— STATED TASK 1 —
Change "chilly" to "cold" in the passage of the Lopez Island travel piece below that starts with "LOPEZ ISLAND, Wash." and goes on through "numbering about 2,400.", and write out that passage with the change.

# Start of EXCERPT

LOPEZ ISLAND, Wash. — This island in the San Juans is well-known for its pleasant cycling, with plenty of easy terrain and quiet roads. But when winds get too chilly for biking, there are other things to do, such as walking and eating — and then maybe walking some more.
And while those might sound like, ahem, pedestrian pastimes, Lopez’s collection of scenery-rich parks and preserves, farm stands and a few distinguished eateries elevates them both to excellent adventures.
Named for Gonzalo Lopez de Haro, the Spanish naval officer who was the first European to discover the San Juan Islands, Lopez bids farewell in the offseason to summer crowds and caters mostly to its year-round residents, numbering about 2,400.
That means it’s easier to get a reservation at Lopez Farm Cottages, where our front stoop looked out on a splendid meadow surrounded by cedars and alders. Deer and rabbits nibbled grass around a centerpiece of four giant boulders deposited by the last ice age but resembling a modern-art installation. On the pathway from the parking lot, as we trundled bags in a provided handcart, we waved to the resident sheep gathered around a heritage apple tree laden with red fruit.
From there, my wife and I and some island friends headed out on a recent Saturday for the annual Lopez Island Fall Farm Tour, including a few spots where you can stop year-round for local produce, free-range eggs or hormone-free meats.
Breakfast in a barn
The tour started with breakfast served on picnic tables in the 100-plus-year-old barn at Midnight’s Farm, named for a beloved black dog whose silhouette graces the farm’s mailbox at the edge of Center Road.
With roosters crowing from seemingly every direction, we lined up as John Shaw, a lanky young man in a ginger beard and black-rimmed eyeglasses, arrived from the kitchen with a pan of deep-dish frittata made hearty and flavorful with potatoes, kale, caramelized onion and thyme.

# End of EXCERPT
# Start of TASK INPUT

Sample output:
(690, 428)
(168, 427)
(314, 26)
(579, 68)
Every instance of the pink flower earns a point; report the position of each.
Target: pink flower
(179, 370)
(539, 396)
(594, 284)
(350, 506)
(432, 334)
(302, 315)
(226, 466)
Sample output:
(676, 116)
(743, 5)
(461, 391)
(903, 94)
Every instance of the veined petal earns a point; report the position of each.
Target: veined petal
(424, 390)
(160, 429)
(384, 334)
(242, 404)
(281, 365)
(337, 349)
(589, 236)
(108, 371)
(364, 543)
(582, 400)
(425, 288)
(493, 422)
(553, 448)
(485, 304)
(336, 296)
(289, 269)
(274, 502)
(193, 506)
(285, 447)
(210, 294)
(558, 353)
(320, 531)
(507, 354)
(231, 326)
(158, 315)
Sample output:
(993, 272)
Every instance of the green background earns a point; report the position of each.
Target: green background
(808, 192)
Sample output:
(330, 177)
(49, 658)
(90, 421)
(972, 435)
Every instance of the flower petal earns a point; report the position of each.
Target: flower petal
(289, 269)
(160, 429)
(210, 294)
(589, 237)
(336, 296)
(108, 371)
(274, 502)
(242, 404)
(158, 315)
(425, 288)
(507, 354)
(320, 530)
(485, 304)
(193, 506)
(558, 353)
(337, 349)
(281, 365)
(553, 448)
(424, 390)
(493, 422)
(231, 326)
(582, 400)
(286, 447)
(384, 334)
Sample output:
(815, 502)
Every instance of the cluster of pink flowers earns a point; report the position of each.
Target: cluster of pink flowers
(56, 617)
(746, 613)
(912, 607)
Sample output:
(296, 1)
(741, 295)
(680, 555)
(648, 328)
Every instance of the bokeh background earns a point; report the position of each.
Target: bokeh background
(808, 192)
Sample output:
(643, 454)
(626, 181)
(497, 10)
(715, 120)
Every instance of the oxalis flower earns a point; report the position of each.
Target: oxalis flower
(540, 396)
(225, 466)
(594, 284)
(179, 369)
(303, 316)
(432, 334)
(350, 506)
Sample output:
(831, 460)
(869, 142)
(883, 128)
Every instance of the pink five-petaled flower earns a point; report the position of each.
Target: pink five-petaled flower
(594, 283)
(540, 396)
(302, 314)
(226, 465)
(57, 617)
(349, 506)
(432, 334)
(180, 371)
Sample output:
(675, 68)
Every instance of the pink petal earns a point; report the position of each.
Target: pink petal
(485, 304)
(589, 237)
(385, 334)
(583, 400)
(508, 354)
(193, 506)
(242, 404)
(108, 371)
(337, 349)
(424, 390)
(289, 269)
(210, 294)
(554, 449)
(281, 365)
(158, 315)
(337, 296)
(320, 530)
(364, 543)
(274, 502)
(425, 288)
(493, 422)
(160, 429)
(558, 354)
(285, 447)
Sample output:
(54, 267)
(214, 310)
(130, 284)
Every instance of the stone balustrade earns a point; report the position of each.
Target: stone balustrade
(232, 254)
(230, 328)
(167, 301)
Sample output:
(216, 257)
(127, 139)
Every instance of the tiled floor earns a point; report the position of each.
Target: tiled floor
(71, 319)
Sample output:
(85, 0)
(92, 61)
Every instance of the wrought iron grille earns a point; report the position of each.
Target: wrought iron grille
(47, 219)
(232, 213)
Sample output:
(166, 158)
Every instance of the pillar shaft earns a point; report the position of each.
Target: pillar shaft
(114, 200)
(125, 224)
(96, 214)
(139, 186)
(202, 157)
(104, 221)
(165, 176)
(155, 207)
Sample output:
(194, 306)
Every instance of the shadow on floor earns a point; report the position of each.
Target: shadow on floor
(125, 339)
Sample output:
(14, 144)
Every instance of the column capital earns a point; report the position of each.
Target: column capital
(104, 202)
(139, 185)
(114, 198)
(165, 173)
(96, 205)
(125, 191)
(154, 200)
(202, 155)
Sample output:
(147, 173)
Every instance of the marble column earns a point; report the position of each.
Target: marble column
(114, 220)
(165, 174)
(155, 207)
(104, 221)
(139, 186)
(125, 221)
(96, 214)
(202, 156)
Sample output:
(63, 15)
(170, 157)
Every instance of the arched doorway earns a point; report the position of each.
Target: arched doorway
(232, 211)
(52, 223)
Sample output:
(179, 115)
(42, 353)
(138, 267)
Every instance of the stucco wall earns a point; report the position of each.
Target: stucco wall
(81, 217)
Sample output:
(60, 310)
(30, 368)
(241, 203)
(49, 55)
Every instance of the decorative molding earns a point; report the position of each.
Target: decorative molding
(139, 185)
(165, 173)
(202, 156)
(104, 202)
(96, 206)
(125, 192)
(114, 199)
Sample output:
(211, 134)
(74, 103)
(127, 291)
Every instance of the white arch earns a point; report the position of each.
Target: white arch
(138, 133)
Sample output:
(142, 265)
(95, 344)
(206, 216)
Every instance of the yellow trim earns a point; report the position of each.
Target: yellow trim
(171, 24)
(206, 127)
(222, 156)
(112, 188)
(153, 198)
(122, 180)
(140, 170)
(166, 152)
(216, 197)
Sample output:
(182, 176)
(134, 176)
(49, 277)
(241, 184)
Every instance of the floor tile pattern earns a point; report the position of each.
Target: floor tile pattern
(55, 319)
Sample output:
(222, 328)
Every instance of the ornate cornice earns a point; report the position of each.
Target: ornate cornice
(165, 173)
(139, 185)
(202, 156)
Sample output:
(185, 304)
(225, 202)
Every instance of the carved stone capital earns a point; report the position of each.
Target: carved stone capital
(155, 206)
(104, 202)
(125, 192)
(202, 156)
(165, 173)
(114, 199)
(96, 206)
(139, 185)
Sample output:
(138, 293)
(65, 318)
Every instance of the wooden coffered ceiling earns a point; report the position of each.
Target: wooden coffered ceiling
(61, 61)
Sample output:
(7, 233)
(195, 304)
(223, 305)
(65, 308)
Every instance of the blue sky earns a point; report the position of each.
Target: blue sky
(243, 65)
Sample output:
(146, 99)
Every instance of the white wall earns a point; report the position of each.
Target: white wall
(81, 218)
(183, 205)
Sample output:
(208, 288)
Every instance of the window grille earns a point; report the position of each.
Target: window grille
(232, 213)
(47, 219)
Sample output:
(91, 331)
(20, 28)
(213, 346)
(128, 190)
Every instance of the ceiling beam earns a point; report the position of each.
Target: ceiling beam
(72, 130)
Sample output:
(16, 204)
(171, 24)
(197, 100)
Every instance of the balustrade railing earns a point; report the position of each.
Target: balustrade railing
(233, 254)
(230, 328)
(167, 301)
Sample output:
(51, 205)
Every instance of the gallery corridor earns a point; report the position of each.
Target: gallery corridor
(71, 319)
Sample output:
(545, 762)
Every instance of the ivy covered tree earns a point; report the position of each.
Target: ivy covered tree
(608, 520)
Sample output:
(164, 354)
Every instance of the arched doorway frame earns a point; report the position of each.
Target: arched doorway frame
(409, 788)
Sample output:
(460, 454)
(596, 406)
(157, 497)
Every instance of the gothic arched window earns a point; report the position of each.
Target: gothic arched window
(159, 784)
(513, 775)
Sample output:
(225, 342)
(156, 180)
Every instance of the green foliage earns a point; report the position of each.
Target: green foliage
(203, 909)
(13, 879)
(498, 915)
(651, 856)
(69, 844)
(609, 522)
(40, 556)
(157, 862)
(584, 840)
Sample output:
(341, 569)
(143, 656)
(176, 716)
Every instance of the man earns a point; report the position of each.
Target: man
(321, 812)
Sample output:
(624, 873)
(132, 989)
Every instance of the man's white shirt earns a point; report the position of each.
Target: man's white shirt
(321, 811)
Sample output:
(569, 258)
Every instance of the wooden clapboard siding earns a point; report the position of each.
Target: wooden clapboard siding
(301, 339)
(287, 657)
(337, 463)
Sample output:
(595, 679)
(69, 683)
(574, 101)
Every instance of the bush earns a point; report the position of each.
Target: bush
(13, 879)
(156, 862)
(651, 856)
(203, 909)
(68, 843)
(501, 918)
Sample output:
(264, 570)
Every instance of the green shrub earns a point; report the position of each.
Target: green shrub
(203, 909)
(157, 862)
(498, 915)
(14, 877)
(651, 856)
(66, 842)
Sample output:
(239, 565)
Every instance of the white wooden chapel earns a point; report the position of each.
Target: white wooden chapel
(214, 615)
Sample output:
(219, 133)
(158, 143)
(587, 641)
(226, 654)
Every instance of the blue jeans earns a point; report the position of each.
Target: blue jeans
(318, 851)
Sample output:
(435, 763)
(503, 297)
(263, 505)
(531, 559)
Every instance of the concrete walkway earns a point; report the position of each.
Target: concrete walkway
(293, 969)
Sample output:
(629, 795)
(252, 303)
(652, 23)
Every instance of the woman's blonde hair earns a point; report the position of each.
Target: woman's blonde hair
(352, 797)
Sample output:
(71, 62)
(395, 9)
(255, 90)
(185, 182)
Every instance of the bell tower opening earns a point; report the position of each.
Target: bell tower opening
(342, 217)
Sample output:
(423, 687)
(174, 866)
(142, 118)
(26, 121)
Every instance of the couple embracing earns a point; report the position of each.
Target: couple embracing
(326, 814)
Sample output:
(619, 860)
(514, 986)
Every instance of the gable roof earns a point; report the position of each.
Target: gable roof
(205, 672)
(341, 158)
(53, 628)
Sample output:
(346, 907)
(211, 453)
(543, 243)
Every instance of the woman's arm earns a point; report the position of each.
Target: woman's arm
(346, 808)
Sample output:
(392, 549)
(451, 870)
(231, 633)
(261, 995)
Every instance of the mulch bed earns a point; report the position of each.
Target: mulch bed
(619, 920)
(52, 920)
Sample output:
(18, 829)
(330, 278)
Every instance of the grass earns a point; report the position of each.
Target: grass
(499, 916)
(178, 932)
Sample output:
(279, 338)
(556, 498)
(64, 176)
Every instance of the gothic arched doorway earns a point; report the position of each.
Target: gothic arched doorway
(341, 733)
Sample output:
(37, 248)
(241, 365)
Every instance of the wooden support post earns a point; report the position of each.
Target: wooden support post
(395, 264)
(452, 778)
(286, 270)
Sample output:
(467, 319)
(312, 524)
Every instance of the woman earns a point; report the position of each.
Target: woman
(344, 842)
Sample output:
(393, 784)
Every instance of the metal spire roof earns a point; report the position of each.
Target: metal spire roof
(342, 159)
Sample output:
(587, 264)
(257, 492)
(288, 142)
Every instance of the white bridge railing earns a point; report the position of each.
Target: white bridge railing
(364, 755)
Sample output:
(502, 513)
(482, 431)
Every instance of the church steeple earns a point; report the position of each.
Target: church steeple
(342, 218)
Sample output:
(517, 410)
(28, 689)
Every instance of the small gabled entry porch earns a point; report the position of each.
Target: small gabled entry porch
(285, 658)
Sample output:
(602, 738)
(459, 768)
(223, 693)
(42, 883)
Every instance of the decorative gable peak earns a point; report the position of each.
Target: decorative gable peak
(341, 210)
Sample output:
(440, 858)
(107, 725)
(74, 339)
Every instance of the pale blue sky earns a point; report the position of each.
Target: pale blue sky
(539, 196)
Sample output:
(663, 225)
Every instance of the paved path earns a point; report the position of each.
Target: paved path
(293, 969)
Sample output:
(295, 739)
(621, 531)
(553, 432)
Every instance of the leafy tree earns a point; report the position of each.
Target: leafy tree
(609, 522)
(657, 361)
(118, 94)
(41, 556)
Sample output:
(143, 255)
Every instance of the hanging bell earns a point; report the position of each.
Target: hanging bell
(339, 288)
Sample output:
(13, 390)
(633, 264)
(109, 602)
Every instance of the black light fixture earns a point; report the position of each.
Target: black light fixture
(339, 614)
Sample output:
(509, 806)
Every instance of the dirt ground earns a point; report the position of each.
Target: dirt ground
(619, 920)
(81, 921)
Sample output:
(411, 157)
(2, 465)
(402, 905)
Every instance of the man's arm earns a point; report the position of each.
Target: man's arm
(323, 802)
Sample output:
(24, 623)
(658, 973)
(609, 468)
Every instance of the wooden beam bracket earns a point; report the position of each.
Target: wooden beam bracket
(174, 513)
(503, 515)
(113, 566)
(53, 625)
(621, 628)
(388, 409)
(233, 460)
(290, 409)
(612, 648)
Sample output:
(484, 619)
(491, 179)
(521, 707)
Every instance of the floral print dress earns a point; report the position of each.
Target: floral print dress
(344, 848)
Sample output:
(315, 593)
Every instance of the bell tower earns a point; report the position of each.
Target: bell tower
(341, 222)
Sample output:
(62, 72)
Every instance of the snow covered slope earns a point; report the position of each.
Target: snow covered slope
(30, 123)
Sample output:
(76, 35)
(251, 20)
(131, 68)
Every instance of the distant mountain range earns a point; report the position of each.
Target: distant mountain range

# End of TASK INPUT

— STATED TASK 2 —
State how many lines of the records above contain the string "blonde", counting case as significant, and give only the number.

— CORRECT RESPONSE 1 —
LOPEZ ISLAND, Wash. — This island in the San Juans is well-known for its pleasant cycling, with plenty of easy terrain and quiet roads. But when winds get too cold for biking, there are other things to do, such as walking and eating — and then maybe walking some more.
And while those might sound like, ahem, pedestrian pastimes, Lopez’s collection of scenery-rich parks and preserves, farm stands and a few distinguished eateries elevates them both to excellent adventures.
Named for Gonzalo Lopez de Haro, the Spanish naval officer who was the first European to discover the San Juan Islands, Lopez bids farewell in the offseason to summer crowds and caters mostly to its year-round residents, numbering about 2,400.

— CORRECT RESPONSE 2 —
2